= Gustav Anton von Seckendorff =

German author, actor and declaimer

Gustav Anton von Seckendorff (20 November 1775 – 1823) was a German author, actor and declaimer.

==Life==
Gustav Anton Freiherr von Seckendorff was an offspring of the Gudent branch of the House of Seckendorff, which had its residence at Meuselwitz, Thuringia. Gustav Anton was born at Meuselwitz as the seventh child of Friedrich Carl von Seckendorff (1727-1799), a colonel in the service of the Duchy of Brunswick-Lüneburg. His brother Adolf Christian (1767-1833), who had a military career, also became known as a writer, and his works are sometimes confused with those of Gustav Anton.

After studies at the mining academy of Freiberg and the universities of Leipzig and Wittenberg, he visited the United States in 1796. During his stay in Philadelphia, Pennsylvania he married Maria Elisabeth (Betty) Lechler (1782-1858), with whom he was to have fourteen children. From Pennsylvania he reported to the Neue Teutsche Merkur on the abuse of poor German immigrants (redemptioners).

After his return to Germany in 1799 he entered state service in the Electorate of Saxony, occupying various positions before he was appointed Kammerdirektor in the duchy of Saxe-Hildburghausen (1807). A difference of opinion led to his resignation after seven months. He then decided to devote himself to an artistic and scholarly career. Using the stage name Patrik Peale, between 1808 and 1812 he toured the German speaking world performing as declaimer, mime artist, actor and lecturer, earning praise as well as strong criticism. His wife Betty assisted in some of his mimic or ‘mimoplastic’ productions.

→ **INFORMATION SUPPLIED**:

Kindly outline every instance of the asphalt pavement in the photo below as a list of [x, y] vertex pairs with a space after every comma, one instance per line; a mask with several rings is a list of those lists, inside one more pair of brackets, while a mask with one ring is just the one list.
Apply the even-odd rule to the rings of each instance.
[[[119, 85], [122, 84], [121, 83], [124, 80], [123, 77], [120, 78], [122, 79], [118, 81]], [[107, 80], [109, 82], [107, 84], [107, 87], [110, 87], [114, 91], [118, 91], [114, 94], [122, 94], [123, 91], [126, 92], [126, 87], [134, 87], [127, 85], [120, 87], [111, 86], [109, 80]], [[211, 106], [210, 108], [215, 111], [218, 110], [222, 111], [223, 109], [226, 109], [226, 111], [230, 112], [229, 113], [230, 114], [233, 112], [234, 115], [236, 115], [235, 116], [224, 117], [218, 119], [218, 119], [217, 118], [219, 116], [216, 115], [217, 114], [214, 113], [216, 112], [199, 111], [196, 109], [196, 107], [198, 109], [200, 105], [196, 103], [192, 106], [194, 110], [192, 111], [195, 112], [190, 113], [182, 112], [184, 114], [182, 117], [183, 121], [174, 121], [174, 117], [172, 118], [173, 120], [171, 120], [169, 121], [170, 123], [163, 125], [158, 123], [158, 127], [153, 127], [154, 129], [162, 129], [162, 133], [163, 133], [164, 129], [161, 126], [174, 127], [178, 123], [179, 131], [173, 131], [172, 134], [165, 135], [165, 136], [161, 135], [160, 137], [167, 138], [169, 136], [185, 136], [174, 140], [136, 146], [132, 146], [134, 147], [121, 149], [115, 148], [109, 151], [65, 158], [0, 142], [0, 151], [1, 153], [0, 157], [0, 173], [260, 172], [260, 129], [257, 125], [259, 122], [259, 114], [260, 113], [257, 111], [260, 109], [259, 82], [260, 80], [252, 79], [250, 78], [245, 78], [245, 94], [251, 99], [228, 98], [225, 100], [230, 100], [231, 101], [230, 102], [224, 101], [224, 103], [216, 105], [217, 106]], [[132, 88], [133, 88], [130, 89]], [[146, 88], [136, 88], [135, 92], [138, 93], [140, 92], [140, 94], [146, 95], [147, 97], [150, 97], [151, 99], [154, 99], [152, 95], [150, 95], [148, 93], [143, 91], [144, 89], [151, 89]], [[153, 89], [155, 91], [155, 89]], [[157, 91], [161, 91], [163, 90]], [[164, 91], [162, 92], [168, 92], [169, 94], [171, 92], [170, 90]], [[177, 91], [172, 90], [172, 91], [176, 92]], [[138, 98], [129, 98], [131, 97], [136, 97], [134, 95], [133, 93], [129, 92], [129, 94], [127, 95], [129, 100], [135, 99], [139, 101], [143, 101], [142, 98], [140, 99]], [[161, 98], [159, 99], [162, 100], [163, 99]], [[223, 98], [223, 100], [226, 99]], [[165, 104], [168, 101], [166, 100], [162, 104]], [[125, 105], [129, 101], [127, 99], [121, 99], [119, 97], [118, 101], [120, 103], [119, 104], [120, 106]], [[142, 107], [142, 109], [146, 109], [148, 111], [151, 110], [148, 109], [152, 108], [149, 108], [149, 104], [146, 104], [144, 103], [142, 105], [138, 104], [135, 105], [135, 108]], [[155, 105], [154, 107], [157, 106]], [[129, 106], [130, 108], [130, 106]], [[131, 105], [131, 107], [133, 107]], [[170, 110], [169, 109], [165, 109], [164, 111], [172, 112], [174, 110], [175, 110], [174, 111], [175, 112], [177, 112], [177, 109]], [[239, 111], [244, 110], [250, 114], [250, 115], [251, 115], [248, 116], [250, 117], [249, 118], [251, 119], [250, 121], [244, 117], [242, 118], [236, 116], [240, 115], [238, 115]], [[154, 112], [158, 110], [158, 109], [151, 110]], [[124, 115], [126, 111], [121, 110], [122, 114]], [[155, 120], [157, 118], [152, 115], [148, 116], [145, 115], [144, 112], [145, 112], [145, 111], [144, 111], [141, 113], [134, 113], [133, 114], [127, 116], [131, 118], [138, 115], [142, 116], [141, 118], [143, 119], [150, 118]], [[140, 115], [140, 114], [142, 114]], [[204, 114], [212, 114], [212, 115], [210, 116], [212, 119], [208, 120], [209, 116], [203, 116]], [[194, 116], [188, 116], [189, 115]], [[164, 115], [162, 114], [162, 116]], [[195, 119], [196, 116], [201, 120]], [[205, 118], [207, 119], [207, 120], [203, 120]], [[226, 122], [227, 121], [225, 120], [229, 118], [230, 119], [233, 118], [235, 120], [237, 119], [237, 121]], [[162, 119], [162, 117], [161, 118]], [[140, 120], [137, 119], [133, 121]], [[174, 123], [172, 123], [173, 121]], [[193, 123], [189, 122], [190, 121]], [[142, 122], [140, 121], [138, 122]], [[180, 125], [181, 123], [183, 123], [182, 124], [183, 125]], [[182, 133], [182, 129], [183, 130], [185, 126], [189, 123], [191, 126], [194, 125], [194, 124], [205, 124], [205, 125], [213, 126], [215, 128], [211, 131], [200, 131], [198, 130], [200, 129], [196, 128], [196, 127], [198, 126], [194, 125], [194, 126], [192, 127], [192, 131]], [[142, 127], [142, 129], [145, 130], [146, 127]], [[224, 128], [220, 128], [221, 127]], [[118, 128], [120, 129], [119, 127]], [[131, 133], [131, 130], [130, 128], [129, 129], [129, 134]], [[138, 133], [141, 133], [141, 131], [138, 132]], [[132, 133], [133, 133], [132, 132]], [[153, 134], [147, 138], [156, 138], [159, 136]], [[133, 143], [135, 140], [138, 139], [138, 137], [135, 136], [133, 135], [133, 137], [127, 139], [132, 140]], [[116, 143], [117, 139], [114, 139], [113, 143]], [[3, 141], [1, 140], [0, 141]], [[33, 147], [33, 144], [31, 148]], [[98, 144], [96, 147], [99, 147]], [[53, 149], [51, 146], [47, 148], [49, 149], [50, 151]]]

→ **WRITTEN TASK A**: Transcribe the Seckendorff biography between "After his return" and "or ‘mimoplastic’ productions.", inclusive.
→ **WRITTEN TASK B**: In the Seckendorff biography, what stage name did he use on his tours from 1808 to 1812?
→ **WRITTEN TASK C**: Write the next part of the Seckendorff biography, picking up after its last sentence.
The listing after the Seckendorff biography is separate material.

→ **EXERCISE RESPONSE A**:
After his return to Germany in 1799 he entered state service in the Electorate of Saxony, occupying various positions before he was appointed Kammerdirektor in the duchy of Saxe-Hildburghausen (1807). A difference of opinion led to his resignation after seven months. He then decided to devote himself to an artistic and scholarly career. Using the stage name Patrik Peale, between 1808 and 1812 he toured the German speaking world performing as declaimer, mime artist, actor and lecturer, earning praise as well as strong criticism. His wife Betty assisted in some of his mimic or ‘mimoplastic’ productions.

→ **EXERCISE RESPONSE B**: Patrik Peale

→ **EXERCISE RESPONSE C**:
In 1812 Seckendorff switched to an academic career. He obtained a doctorate in Göttingen, where he lectured as Privatdozent, and in 1814 was appointed Professor of Philosophy and Aesthetics at the University of Brunswick (Collegium Carolinum). He resigned this post in 1821, and went to the United States to establish himself as a book seller. He died in the summer of 1823 in Alexandria, Louisiana, reputedly “in poverty and misery”.

==Reputation==
Seckendorff is mostly remembered for his Vorlesungen über Deklamation und Mimik (1816). Like many other declaimers and declamation theorists of the time, he believed that speech prosody is a kind of music. He attempted to demonstrate this in his stage declamation, in which he accompanied himself on the piano. Critics of his declamation style include the composer and author Johann Friedrich Reichardt and the actor and theater director August Klingemann.

==Selected works==

- Otto III.: ein Trauerspiel in fünf Aufzügen (Torgau 1805)
- Kritik der Kunst (Göttingen 1812)
- Vorlesungen über die bildende Kunst des Alterthums und der neuern Zeit: mit Beiträgen zur Künstlerentwickelung (Aarau 1814)
- Orsina: Trauerspiel in fünf Aufzügen, als Folgestück auf Lessings Emilia Galotti (Braunschweig 1815)
- Vorlesungen über Deklamation und Mimik (Braunschweig 1816)
- Grundzüge der philosophischen Politik: ein Handbuch bei Vorträgen (Leipzig 1817)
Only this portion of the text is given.